▶ [Requirements]
Everything from the line with "Mark every instance of the purple" to the end of the data should be restated word for word, and nothing before it.

┌─ Input

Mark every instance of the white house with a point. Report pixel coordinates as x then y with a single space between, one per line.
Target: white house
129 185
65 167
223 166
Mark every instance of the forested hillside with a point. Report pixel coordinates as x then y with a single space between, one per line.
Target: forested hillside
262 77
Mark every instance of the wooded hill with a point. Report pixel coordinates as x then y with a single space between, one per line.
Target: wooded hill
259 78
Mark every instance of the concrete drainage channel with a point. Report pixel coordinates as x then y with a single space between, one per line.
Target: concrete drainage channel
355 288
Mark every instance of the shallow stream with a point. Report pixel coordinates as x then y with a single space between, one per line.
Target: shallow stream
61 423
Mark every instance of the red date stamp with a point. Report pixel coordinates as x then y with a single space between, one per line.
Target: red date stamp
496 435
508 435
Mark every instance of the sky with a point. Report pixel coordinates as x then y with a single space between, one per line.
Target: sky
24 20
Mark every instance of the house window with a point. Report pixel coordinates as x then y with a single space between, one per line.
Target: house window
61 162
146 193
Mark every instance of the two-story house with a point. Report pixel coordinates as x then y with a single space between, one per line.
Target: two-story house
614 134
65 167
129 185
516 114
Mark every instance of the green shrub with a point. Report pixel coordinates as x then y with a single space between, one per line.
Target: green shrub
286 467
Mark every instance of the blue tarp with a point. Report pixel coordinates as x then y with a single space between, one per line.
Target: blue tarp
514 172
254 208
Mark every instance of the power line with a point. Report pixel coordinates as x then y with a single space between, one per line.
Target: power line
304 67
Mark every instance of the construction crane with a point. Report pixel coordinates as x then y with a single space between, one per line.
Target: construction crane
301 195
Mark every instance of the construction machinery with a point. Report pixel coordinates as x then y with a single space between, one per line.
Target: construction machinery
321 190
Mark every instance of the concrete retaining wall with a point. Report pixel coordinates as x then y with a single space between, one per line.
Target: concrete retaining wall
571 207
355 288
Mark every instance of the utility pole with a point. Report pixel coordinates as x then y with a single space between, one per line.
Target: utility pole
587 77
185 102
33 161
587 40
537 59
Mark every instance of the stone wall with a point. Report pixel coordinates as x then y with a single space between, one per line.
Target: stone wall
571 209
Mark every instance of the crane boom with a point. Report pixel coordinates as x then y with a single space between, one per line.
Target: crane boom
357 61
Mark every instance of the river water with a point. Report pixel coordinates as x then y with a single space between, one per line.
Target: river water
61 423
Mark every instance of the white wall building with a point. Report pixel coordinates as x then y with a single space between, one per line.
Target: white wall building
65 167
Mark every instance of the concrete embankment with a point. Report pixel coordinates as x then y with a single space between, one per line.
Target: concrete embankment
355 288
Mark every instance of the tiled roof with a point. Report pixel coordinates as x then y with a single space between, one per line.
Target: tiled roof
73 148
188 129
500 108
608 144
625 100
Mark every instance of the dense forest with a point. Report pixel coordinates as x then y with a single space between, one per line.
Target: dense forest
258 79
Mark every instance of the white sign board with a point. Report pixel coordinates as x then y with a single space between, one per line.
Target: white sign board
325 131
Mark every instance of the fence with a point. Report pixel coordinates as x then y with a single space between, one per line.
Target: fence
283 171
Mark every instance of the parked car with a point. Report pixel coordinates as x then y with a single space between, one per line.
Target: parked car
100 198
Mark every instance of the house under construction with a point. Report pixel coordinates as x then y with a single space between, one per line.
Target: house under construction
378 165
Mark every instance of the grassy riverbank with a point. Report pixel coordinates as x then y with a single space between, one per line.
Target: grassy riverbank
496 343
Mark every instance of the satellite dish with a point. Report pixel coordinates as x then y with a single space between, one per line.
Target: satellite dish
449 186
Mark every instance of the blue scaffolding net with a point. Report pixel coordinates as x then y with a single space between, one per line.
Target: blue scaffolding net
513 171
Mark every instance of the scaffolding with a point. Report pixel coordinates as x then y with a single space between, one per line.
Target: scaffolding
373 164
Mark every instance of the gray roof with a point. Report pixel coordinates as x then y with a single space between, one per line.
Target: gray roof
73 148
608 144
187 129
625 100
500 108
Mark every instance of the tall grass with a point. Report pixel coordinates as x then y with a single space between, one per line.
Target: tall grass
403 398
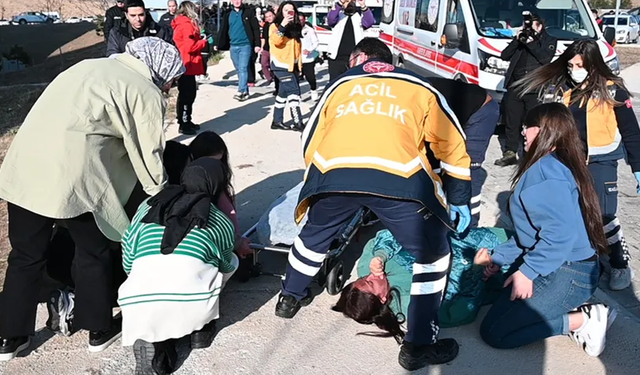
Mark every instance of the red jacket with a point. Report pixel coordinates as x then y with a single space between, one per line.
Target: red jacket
187 38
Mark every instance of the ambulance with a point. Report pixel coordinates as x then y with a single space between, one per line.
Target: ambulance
463 39
317 16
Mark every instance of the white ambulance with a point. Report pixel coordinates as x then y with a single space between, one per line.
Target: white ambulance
317 16
463 39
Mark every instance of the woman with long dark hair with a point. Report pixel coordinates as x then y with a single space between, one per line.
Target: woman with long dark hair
286 63
607 124
558 236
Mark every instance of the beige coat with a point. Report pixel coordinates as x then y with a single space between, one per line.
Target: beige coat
96 130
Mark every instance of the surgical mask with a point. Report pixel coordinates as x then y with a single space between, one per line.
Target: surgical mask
578 75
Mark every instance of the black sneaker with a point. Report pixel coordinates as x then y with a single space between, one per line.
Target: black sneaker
203 338
99 341
10 348
279 126
287 306
60 307
414 357
187 129
507 159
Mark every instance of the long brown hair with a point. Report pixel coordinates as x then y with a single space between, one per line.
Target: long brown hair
559 134
556 75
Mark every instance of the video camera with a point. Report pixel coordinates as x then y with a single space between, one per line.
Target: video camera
527 27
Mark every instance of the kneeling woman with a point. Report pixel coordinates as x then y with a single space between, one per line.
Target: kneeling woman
558 234
178 253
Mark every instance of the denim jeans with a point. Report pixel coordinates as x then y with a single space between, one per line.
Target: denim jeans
479 130
241 55
511 324
424 237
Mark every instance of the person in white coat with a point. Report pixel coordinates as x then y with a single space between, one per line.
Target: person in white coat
310 54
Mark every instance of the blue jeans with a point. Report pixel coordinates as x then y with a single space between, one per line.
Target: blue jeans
423 235
511 324
241 55
479 130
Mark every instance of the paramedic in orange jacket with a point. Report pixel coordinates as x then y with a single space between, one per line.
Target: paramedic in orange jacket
365 145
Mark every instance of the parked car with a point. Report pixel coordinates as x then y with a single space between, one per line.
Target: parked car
627 30
31 17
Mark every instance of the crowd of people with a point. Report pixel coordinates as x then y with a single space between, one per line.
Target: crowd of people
121 217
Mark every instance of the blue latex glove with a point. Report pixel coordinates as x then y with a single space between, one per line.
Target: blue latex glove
463 214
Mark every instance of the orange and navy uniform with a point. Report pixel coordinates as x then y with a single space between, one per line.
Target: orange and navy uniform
369 133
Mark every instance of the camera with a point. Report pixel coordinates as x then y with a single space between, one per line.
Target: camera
527 27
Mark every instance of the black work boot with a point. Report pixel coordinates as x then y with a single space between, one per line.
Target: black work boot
287 306
507 159
413 357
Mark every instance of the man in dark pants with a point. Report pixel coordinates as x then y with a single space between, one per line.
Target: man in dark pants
114 18
367 136
525 56
139 24
478 114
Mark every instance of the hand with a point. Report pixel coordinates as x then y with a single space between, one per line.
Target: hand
463 214
376 266
482 258
242 247
490 270
522 287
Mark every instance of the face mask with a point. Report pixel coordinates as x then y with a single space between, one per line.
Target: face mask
578 75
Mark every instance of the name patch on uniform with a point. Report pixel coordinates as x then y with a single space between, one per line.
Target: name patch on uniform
381 107
378 67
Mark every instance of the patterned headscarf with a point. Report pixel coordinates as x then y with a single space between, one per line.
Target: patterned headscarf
162 58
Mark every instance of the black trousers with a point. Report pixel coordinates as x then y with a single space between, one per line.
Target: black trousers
309 73
187 89
515 110
252 67
30 234
337 67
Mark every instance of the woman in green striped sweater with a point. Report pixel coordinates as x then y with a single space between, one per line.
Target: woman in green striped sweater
178 253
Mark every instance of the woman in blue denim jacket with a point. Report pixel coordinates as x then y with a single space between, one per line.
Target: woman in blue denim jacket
554 253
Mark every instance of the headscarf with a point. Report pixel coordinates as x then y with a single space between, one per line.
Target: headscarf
180 208
162 58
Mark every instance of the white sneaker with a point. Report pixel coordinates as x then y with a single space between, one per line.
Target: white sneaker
593 336
620 278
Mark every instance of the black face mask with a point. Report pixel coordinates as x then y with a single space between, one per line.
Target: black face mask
351 9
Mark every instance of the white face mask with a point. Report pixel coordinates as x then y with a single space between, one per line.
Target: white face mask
578 75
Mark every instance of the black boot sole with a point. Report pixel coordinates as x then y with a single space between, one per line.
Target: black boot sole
411 363
144 353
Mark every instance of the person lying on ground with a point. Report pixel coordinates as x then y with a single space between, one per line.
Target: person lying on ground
382 292
91 136
558 236
178 253
210 144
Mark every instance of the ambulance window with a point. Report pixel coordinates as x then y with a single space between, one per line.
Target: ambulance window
427 15
387 11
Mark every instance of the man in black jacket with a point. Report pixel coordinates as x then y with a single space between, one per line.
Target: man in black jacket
114 18
525 55
240 33
139 24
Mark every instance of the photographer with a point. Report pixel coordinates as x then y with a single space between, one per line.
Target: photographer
348 21
532 48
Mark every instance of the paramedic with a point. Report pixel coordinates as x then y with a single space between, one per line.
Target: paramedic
378 104
478 114
347 23
524 56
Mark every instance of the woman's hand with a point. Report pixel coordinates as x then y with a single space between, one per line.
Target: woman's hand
482 258
243 249
522 287
376 266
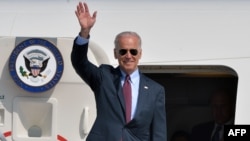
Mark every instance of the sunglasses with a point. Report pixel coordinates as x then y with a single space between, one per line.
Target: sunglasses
133 52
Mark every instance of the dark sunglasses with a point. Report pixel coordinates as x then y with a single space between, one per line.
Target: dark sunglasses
133 52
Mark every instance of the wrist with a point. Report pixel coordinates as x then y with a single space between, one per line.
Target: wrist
84 33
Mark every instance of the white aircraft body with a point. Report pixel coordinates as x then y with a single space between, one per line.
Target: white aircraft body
190 46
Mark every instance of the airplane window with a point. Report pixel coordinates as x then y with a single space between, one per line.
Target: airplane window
195 97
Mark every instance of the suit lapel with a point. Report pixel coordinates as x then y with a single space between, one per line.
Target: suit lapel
117 82
143 94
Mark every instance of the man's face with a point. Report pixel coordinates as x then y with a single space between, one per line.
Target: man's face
129 45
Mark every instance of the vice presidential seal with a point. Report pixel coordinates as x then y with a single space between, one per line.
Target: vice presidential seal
36 65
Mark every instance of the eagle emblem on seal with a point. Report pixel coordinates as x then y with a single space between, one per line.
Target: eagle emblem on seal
36 62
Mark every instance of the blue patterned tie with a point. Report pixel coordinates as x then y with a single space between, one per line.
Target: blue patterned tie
128 98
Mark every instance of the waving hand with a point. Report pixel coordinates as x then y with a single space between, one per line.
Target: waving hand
86 21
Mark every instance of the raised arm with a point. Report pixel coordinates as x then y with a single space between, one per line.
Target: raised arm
86 21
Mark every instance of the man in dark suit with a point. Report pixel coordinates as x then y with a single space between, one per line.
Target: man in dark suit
222 104
143 118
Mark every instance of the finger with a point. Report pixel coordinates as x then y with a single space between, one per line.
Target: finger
94 15
80 7
86 8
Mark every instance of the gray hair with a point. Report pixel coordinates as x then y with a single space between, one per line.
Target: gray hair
126 33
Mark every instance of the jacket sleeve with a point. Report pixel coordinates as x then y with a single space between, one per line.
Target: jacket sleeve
159 125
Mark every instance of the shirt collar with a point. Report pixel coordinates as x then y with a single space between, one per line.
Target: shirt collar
133 76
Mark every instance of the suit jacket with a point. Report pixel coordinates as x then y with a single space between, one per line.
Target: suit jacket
149 122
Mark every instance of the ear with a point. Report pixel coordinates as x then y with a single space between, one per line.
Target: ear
115 54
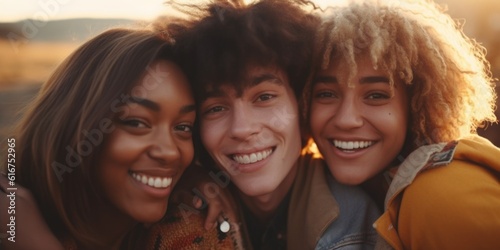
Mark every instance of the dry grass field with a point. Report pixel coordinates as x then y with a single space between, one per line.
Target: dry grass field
25 66
29 63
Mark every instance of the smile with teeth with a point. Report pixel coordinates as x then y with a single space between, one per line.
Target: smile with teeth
350 145
253 157
156 182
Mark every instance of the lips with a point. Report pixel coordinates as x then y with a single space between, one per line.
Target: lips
153 181
252 157
352 145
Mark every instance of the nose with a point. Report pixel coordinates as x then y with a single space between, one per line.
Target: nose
348 115
244 124
164 147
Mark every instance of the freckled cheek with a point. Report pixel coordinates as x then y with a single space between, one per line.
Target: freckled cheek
318 120
187 151
123 148
212 133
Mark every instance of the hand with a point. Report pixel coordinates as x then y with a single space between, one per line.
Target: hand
202 188
31 231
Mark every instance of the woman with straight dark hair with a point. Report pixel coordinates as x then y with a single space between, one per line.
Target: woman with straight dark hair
106 140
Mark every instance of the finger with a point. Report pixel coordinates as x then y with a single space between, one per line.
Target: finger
223 224
198 202
214 210
181 196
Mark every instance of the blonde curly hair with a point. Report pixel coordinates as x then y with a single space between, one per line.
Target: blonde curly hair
449 80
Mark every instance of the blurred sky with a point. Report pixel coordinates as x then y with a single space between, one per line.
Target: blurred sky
15 10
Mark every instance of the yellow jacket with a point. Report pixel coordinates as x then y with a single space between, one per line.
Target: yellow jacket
453 202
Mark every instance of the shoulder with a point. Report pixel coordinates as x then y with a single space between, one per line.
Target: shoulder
452 205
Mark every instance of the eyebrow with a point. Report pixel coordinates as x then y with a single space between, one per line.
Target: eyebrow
155 107
325 79
258 79
374 79
252 82
363 80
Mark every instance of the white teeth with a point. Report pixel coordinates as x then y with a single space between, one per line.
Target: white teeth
253 157
156 182
350 145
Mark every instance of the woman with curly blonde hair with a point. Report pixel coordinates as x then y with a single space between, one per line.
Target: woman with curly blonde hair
400 89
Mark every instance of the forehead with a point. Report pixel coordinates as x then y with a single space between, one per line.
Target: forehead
254 77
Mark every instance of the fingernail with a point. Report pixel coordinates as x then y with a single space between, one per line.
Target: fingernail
197 202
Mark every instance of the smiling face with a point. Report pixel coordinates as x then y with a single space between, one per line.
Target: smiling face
254 136
360 129
150 146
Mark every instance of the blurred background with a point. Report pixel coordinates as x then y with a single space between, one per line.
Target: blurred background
36 35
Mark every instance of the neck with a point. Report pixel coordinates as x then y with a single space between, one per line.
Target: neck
110 227
264 207
377 188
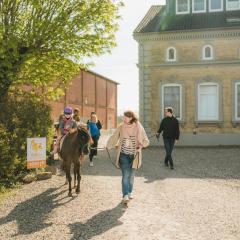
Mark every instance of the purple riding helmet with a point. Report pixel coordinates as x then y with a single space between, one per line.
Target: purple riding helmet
68 112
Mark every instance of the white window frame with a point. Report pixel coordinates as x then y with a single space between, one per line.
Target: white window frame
188 11
215 10
201 11
236 106
232 9
198 95
203 52
175 54
180 88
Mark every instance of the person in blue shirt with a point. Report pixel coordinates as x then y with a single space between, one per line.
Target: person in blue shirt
93 126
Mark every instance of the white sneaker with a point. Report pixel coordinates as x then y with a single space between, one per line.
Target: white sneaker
130 196
125 199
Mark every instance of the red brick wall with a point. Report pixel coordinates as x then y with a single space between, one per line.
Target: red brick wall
90 93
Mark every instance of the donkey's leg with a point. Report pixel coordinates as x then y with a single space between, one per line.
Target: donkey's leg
75 176
77 170
68 174
66 181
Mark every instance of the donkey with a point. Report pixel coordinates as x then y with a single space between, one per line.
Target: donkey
74 146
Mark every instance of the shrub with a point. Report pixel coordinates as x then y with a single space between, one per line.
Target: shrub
20 118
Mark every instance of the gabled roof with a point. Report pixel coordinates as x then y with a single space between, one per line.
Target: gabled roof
156 20
152 12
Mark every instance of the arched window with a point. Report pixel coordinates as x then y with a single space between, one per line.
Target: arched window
207 53
171 54
208 101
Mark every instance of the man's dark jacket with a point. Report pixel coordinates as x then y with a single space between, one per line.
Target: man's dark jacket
170 128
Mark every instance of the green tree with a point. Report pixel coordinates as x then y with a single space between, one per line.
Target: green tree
41 40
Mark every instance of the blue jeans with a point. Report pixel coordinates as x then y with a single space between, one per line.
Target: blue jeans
125 161
169 144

└─

▶ [Solution to the exercise]
Mark every instance of the purple riding helmet with a point. Report pixel coordinates as x then y with a single space between, one per line.
Target: purple riding helmet
68 112
Mark every instance of the white window frame with a point. Report pixel coordinates as x then y with a single space between, one per line.
Target: white window frame
188 11
215 10
201 11
236 106
232 9
198 95
203 52
175 54
180 88
Mark every instance of the person in blue shirt with a point. Report pixel coordinates as x then y with a single space between, one per line.
Target: person in blue shirt
93 126
Mark every instance of the white sneaker with a point. Report pixel coordinates as x then y with a single space between, one per line.
Target: white sneaker
130 196
125 199
Mark every instance of the red brick wall with a point. Report pixel coordinates as x then y with a single space between, one per line.
Target: red brick wall
90 93
Mark every instance of the donkey's leg with a point. Report pixel coordinates as x then y with a single space between, one per line.
Target: donkey's leg
75 176
77 170
68 174
66 181
Mark every instance of the donkey with a point. Report pixel coordinates as x then y with a single space between, one per line.
Target: donkey
74 146
Mark every instance of the shrub with a point. Report pixel coordinates as x then y with a single space between, one per line.
Target: shrub
20 118
Mark every instance of the gabled roof with a point. Report pixel coordinates as x then y with a single space between, one per line.
Target: gabled roof
156 20
152 12
Mark every instance of the arched window with a point. Report pixel coordinates as x then y with a single space between, one per line.
Target: arched window
207 53
171 54
208 101
Mark every instance of the man's dark jacket with a point. Report pixel coordinates as x then y with a single space between, one per line.
Target: man's dark jacket
170 128
Mark every instance of the green tree with a point. Report pixel coordinates as x then y with a single space between, one per line.
Target: green tree
41 40
Mark every instance of the blue jeans with a point. Report pixel coordinates as x then y with a single space between, one per line.
Target: blue jeans
125 161
169 144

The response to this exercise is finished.